§ **SOURCE PASSAGE**:
* * *

Types of Exterior Light Controls

Exterior lights in the community are controlled by a combination of switches, photocells, and motion detectors.

  • The external garage lights closest to the street had photocells because these lights are considered part of the Association's street lighting plan. Though powered by each Unit, these are not on a switch inside the Unit. They are always powered which is why they need some form of on/off mechanism.
  • The original fixture owned by the Association had included a photocell. In 2016, the photocell was replaced by a timer in the garage.

For the other lights controlled by a switch inside the unit, the following options were studied. Owners could opt to:

  • Turn them on and off manually via the switch.
  • Leave the switch "always on" and have the lights turn on at night and off during the day via a photocell on the line that is connected to the lights.
  • Leave the switch "always on" and have the lights turn on at night and off during the day via a photocell on each fixture (comes already installed as part of the fixture).
  • Leave the switch "always on" and have the lights turn on when motion is detected and off otherwise via a motion sensor on the line that is connected to the lights.
  • Replace the manual switch with a timer switch that allows for the on/off times to be programmed.

Here were the available alternatives to the manual switch.

* * *

§ **RECORD SET**:
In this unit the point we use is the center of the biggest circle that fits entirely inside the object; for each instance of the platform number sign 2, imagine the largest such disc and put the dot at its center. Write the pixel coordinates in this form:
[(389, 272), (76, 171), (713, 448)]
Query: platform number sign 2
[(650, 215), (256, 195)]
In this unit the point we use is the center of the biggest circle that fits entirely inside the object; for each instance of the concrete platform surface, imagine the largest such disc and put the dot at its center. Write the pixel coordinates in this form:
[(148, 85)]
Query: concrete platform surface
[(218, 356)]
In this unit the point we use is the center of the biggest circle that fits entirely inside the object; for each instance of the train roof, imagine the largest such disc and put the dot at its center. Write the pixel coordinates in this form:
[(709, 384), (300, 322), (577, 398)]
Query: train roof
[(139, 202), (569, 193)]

* * *

§ **WHAT YOU ARE ASKED TO DO**: Rewrite the passage on exterior light controls between "Exterior lights in" and "photocell on the line that is connected to the lights.", inclusive, replacing "motion detectors" with "motion sensors".

§ **CORRECT ANSWER**:
Exterior lights in the community are controlled by a combination of switches, photocells, and motion sensors.

  • The external garage lights closest to the street had photocells because these lights are considered part of the Association's street lighting plan. Though powered by each Unit, these are not on a switch inside the Unit. They are always powered which is why they need some form of on/off mechanism.
  • The original fixture owned by the Association had included a photocell. In 2016, the photocell was replaced by a timer in the garage.

For the other lights controlled by a switch inside the unit, the following options were studied. Owners could opt to:

  • Turn them on and off manually via the switch.
  • Leave the switch "always on" and have the lights turn on at night and off during the day via a photocell on the line that is connected to the lights.